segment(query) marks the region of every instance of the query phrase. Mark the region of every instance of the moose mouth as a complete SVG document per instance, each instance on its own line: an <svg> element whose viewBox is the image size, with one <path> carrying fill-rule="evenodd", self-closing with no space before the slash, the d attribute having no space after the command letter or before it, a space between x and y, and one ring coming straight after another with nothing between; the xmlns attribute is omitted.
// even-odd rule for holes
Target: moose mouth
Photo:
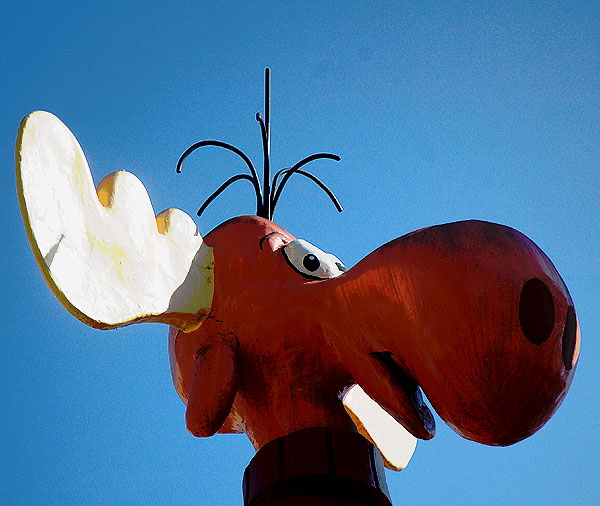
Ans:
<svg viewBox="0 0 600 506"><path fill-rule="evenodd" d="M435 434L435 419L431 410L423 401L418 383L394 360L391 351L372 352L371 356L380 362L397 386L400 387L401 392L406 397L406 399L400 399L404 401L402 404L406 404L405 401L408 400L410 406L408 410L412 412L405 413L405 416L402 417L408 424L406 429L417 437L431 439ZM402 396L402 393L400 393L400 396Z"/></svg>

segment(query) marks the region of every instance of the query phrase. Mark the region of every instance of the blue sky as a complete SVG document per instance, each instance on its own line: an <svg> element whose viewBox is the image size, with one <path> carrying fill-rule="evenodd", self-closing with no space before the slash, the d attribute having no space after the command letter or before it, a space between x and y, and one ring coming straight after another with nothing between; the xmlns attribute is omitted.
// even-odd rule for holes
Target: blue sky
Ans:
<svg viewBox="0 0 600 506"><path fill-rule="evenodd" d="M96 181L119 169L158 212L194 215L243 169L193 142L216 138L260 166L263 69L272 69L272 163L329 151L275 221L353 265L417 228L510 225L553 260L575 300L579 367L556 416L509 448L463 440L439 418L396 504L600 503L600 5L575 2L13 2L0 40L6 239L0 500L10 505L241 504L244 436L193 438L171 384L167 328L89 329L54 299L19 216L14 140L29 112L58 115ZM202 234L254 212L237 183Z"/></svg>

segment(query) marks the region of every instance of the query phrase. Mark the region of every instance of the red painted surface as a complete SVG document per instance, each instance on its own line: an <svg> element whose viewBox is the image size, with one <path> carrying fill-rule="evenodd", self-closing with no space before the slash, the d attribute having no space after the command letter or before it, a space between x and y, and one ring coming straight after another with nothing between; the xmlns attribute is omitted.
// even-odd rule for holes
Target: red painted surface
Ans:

******

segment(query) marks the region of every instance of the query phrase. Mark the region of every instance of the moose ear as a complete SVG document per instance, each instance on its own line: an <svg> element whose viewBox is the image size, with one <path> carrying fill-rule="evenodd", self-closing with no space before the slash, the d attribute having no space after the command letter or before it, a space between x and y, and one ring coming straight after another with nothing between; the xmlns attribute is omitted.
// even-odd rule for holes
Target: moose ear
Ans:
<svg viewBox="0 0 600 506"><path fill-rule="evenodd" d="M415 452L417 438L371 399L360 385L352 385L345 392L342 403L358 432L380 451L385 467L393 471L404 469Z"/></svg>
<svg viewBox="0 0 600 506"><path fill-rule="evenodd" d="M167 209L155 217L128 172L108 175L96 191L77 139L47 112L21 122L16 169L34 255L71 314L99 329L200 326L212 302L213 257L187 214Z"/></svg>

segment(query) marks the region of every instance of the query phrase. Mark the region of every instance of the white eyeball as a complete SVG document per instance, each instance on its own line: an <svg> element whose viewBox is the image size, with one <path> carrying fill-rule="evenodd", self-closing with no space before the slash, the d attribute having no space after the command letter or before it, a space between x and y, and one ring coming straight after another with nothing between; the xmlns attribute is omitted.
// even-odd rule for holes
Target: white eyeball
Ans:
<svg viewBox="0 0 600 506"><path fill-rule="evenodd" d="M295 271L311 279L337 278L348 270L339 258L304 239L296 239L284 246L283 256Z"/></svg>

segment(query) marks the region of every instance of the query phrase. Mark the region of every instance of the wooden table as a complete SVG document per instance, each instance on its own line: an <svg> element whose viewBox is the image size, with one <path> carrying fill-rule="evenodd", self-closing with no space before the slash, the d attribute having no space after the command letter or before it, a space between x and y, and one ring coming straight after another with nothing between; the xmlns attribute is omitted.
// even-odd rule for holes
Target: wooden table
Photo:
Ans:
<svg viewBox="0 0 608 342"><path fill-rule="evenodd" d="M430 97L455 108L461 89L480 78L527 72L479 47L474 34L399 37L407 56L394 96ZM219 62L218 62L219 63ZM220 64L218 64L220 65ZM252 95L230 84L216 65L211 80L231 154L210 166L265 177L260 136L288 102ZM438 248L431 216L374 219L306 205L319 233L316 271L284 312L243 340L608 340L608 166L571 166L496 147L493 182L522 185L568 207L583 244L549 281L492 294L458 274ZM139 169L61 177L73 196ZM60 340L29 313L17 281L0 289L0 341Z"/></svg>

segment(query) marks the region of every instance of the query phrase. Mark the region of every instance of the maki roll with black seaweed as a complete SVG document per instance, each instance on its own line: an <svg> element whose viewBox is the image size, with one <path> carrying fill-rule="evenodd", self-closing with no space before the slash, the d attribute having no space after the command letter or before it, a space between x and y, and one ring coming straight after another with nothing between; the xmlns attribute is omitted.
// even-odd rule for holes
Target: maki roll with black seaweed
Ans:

******

* _Goal of the exercise_:
Scan the data for the string "Target" and copy each line in which it occurs.

* _Result of this task_:
Target: moose mouth
Target: blue sky
Target: red painted surface
Target: moose ear
Target: white eyeball
Target: wooden table
Target: maki roll with black seaweed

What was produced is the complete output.